Task objective → Set down all of the records exactly, leaving none out.

Material for this task →
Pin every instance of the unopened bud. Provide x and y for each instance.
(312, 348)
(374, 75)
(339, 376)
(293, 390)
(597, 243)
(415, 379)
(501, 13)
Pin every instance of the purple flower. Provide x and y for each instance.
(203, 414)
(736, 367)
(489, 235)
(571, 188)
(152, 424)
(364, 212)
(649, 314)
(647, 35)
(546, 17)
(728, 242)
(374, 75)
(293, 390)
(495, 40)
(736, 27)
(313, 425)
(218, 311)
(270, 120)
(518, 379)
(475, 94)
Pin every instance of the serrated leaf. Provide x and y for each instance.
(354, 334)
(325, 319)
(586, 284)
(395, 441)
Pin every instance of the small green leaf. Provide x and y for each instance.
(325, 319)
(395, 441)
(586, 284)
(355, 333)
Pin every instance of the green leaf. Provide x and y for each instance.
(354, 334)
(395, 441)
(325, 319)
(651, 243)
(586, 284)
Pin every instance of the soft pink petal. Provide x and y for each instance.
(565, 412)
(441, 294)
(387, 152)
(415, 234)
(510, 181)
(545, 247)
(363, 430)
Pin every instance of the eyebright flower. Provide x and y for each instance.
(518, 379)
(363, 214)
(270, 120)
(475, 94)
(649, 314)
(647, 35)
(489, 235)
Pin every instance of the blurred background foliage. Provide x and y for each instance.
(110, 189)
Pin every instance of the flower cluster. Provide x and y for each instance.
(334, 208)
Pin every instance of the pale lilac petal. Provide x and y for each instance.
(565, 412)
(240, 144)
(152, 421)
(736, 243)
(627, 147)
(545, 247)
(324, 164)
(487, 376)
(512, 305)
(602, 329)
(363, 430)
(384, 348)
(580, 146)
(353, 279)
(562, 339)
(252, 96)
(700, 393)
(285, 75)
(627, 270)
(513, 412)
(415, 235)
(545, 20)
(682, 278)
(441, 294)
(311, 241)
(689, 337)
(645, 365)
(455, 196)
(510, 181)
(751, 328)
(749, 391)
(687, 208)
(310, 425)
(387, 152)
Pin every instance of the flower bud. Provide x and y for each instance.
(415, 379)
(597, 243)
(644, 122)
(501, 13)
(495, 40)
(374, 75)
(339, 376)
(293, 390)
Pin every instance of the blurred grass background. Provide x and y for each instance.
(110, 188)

Exercise solution →
Pin every instance of the unopened bud. Provide x and y for each instance.
(312, 348)
(374, 75)
(339, 376)
(293, 390)
(597, 243)
(415, 379)
(501, 13)
Pin every instance of the purple flower. Provide x and y for each instance.
(203, 414)
(736, 367)
(489, 235)
(571, 188)
(152, 424)
(364, 212)
(649, 314)
(647, 35)
(546, 17)
(728, 242)
(374, 75)
(293, 390)
(495, 40)
(736, 27)
(313, 425)
(218, 311)
(270, 120)
(518, 379)
(475, 94)
Pin every instance of the serrated leaf. Provide x and y for each instance.
(354, 334)
(325, 319)
(586, 284)
(395, 441)
Pin every instance of the small green leaf. Provide x and y for each instance.
(325, 319)
(395, 441)
(586, 284)
(355, 333)
Pin every instance of the green leaf. Provide x and y for each instance.
(354, 334)
(395, 441)
(325, 319)
(651, 243)
(586, 284)
Pin every instance of the soft pink petal. Provide x and y for each instance.
(565, 412)
(441, 294)
(387, 152)
(415, 234)
(510, 181)
(545, 247)
(363, 430)
Pin every instance of the eyebright flower. Provide x and y for each instance.
(518, 379)
(363, 214)
(270, 120)
(475, 94)
(649, 314)
(647, 35)
(489, 235)
Pin every instance of the blurred background foliage. Provide x and y for each instance.
(110, 189)
Pin every instance of the flower cluster. Provide x and y for each instance.
(334, 208)
Pin every instance of the pale lilac petal. Provide x and y for each instance.
(565, 412)
(240, 144)
(152, 421)
(736, 243)
(627, 147)
(545, 247)
(324, 164)
(487, 376)
(512, 305)
(602, 329)
(363, 430)
(384, 348)
(580, 146)
(353, 279)
(562, 339)
(252, 96)
(700, 393)
(285, 75)
(627, 270)
(513, 412)
(415, 235)
(545, 20)
(682, 278)
(441, 294)
(311, 241)
(689, 337)
(645, 365)
(455, 196)
(510, 181)
(751, 328)
(749, 391)
(687, 208)
(310, 425)
(387, 152)
Pin every instance of the flower bud. Provide x and y for each instance.
(415, 379)
(597, 243)
(644, 122)
(501, 13)
(495, 40)
(374, 75)
(339, 376)
(293, 390)
Pin every instance of the blurred grass background. Provide x and y for each instance.
(110, 188)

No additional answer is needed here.